## EXTRAIT DU DOCUMENT:
+++

Mais pourquoi s’intéresser à la blockchain et quels pourraient en être les usages ? « La blockchain est la capacité d’effectuer une transaction et de faire circuler de la valeur de manière désintermédiée, sécurisée et transparente », commence Françoise Mercadal-Delasalles, Directrice des Ressources et de l’Innovation du Groupe Société Générale. Derrière cette définition austère, un impact business gigantesque : cette technologie pourrait s’appliquer à la gestion d’actifs, aux actions, aux process internes, mais aussi à la santé, aux actes notariés, au vote en ligne…

L’industrie financière étudie avec attention les applications de la blockchain, mais aussi avec méfiance. En tant que banque, faire sortir les données clients de son serveur  et les diffuser sur un registre extérieur relève de l’acte de foi. D’autant plus que la transparence assumée de la technologie blockchain, dont les registres peuvent – dans certains cas – être publics, semble d’emblée s’opposer au secret des affaires. Tous les participants à la table ronde ont donc souligné le besoin de trouver un processus consensuel pour intégrer cette technologie à leur business practice.

Un pas qu’a déjà franchi The DAO, premier fonds d’investissement décentralisé, autonome, démocratique et transparent, qui a levé 150 millions de dollars via une campagne de crowdfunding* sur la blockchain Ethereum. Ce fonds consiste en un algorithme traitant avec les internautes qui l’ont financé. Basé sur un smart contract, il reçoit les propositions de projets, les soumet aux cofondateurs (plusieurs milliers de personnes) et si 51 % d’entre eux valident la demande, The DAO investit. Bien que l’expérience ait tourné court suite au piratage du fonds (dû à une vulnérabilité dans le code des smart contracts, mais pas de la blockchain qui les sous-tend), son impact demeure retentissant.

+++

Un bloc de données
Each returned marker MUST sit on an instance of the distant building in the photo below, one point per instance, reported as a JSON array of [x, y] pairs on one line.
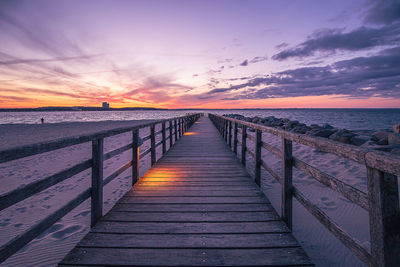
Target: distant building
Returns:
[[106, 105]]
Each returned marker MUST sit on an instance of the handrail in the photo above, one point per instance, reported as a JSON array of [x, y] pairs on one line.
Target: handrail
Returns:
[[381, 201], [95, 192]]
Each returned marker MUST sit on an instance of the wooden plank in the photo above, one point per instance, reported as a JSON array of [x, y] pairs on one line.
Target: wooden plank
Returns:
[[96, 210], [254, 216], [258, 240], [192, 193], [135, 156], [384, 217], [190, 228], [242, 207], [117, 151], [152, 145], [257, 165], [287, 169], [188, 257], [195, 200]]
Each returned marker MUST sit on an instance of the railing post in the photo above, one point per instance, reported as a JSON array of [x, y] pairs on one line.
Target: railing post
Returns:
[[176, 131], [384, 217], [287, 169], [235, 138], [135, 156], [153, 144], [164, 141], [244, 137], [226, 131], [179, 128], [170, 134], [257, 170], [97, 181], [230, 134]]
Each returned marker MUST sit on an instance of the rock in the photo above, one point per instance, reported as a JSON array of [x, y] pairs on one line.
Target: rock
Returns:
[[394, 139], [396, 128], [300, 129], [382, 142], [343, 136], [327, 126], [358, 140], [379, 135], [321, 132]]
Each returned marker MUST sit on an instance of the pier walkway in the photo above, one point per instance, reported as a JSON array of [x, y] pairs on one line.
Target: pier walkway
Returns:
[[197, 206]]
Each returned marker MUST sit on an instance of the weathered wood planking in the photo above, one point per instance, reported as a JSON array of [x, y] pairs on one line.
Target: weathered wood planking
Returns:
[[197, 206]]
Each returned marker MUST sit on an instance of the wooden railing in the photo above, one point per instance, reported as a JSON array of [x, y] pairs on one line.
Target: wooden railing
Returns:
[[381, 201], [177, 126]]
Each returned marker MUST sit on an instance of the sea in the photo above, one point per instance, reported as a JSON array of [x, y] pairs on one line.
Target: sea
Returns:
[[352, 119], [323, 248]]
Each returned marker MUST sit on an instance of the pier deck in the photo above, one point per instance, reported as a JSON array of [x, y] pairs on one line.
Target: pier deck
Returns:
[[197, 206]]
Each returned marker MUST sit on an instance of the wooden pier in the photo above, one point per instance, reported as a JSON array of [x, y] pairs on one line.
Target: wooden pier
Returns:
[[197, 206]]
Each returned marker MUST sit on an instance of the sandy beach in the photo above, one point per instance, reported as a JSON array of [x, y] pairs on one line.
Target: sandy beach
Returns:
[[52, 245]]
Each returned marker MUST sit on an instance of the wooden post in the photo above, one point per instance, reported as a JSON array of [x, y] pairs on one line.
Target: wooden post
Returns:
[[170, 134], [179, 128], [176, 131], [97, 181], [153, 145], [226, 131], [257, 170], [135, 156], [244, 137], [384, 217], [164, 140], [287, 168], [235, 138], [230, 134]]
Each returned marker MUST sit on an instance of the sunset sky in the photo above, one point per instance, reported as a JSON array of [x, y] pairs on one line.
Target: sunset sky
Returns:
[[200, 54]]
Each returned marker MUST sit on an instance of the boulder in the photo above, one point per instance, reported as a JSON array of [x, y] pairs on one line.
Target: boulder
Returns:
[[327, 126], [394, 139], [396, 128], [379, 135], [343, 136], [321, 132], [358, 140], [382, 142]]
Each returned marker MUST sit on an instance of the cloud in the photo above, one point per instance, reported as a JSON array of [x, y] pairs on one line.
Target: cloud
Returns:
[[32, 61], [331, 40], [360, 77], [383, 12], [244, 63], [258, 59]]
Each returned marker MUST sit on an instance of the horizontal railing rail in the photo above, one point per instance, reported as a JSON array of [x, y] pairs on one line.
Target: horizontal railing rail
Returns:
[[381, 201], [177, 126]]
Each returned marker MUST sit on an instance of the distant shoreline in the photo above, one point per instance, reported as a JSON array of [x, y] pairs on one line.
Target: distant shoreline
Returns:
[[74, 109]]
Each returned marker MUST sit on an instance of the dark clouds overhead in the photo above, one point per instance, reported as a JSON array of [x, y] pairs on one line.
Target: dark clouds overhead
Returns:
[[331, 40], [383, 17], [360, 77]]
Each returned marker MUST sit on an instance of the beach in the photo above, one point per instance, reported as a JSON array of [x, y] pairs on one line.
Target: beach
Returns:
[[53, 244]]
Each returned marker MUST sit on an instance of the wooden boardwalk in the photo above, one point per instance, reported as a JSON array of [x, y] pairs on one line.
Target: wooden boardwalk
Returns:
[[197, 206]]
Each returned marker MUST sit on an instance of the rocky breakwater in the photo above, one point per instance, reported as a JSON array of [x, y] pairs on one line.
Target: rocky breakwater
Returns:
[[380, 140]]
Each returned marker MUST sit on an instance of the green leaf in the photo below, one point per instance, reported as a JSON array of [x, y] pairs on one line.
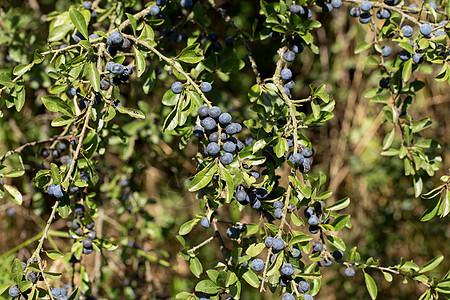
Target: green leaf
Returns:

+++

## EXERCICES ET CONSIGNES:
A. Extrayez de l'extrait sur la blockchain tout le passage compris entre « L’industrie financière étudie » et « leur business practice. », ces deux passages inclus.
B. Répondez aux questions suivantes d'après l'extrait sur la blockchain :
(i) Quelle fonction Françoise Mercadal-Delasalles occupe-t-elle au sein du Groupe Société Générale ?
(ii) Quel montant The DAO a-t-il levé grâce à sa campagne de crowdfunding ?
(iii) Quelle proportion des cofondateurs doit valider une demande pour que The DAO investisse ?
C. Poursuivez l'extrait sur la blockchain à la suite de sa dernière phrase.

## RÉPONSES DANS L'ORDRE:
A.
L’industrie financière étudie avec attention les applications de la blockchain, mais aussi avec méfiance. En tant que banque, faire sortir les données clients de son serveur  et les diffuser sur un registre extérieur relève de l’acte de foi. D’autant plus que la transparence assumée de la technologie blockchain, dont les registres peuvent – dans certains cas – être publics, semble d’emblée s’opposer au secret des affaires. Tous les participants à la table ronde ont donc souligné le besoin de trouver un processus consensuel pour intégrer cette technologie à leur business practice.

B.
(i) Directrice des Ressources et de l'Innovation.
(ii) 150 millions de dollars.
(iii) 51 % d'entre eux.

C.
Mais la finance n’est pas le seul domaine d’application, souligne Philippe Camus, Président du Conseil d’Administration d’Alcatel-Lucent. La blockchain pourrait permettre à des objets connectés, par exemple des appareils ménagers, d’exécuter entre eux des opérations, sans intervention humaine**. Mais cela ne sera possible que grâce aux smart contracts. « L’internet des objets, ou IoT, ne pourra fonctionner que s’il existe une technologie de type blockchain. Autrement, nous serons dépassés par les coûts et le manque de fiabilité des transactions » annonce-t-il. La capacité à auditer les algorithmes qui régissent ces smart contracts constituera le vrai sujet d’avenir pour Philippe Dewost et Julien Maldonato, Directeur Conseil chez Deloitte. Un audit que l’expérience de The DAO rend d’autant plus nécessaire.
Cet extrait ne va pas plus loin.